(Items listed in a dataset)
--------------------
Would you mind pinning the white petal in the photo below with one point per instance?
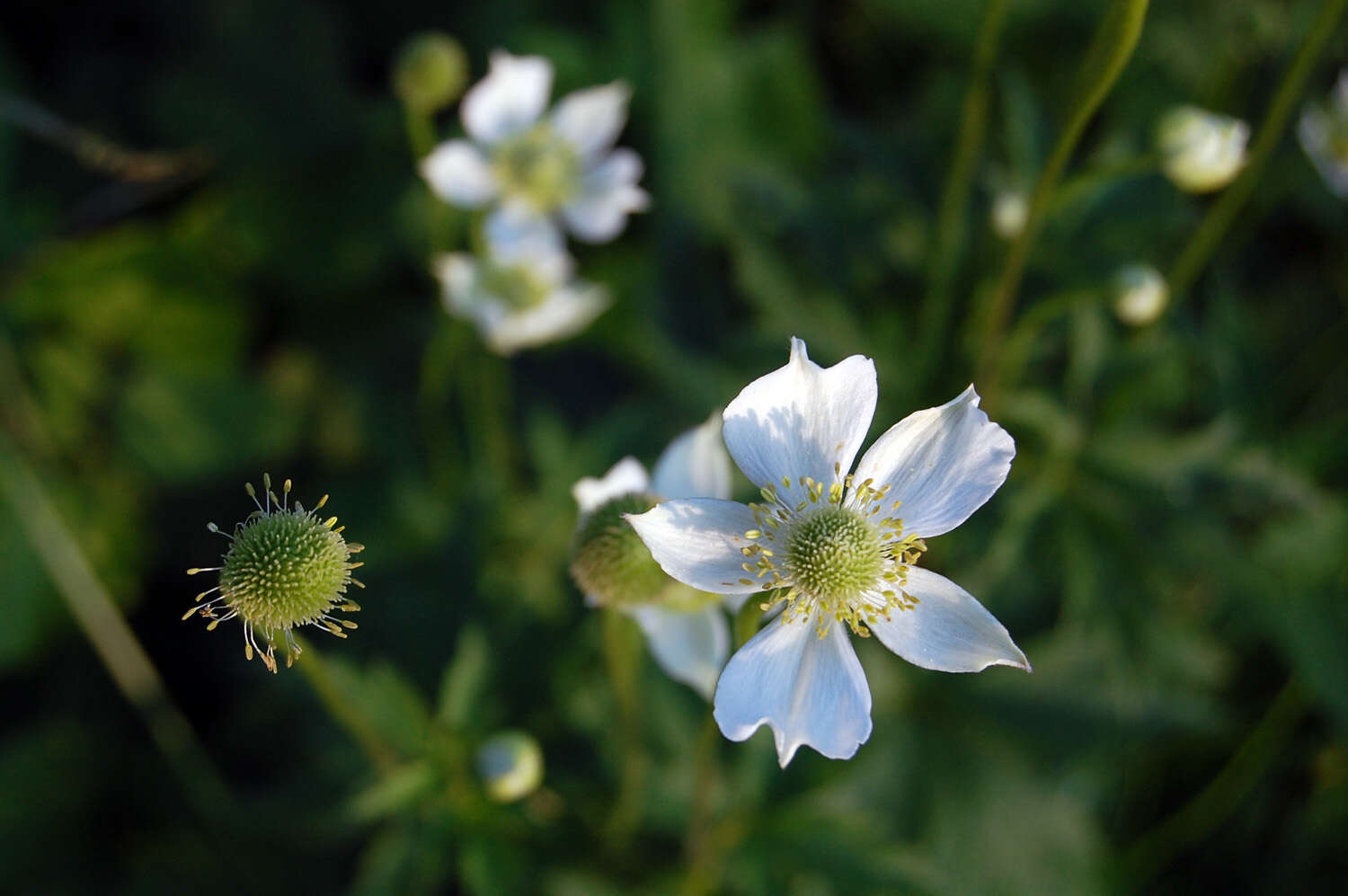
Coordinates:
(690, 647)
(695, 464)
(510, 99)
(809, 688)
(563, 313)
(608, 194)
(698, 542)
(458, 173)
(592, 119)
(801, 421)
(948, 631)
(519, 236)
(943, 462)
(625, 477)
--------------------
● EXERCISE BRIEF: Go back to the records above and write them out exactly, without the pictures.

● EXPECTED ANSWER:
Would you mind pinning the white petal in the photo below with one point per instance?
Coordinates:
(690, 647)
(695, 464)
(510, 99)
(809, 688)
(563, 313)
(608, 194)
(698, 542)
(458, 173)
(592, 119)
(801, 421)
(948, 631)
(519, 236)
(943, 462)
(625, 477)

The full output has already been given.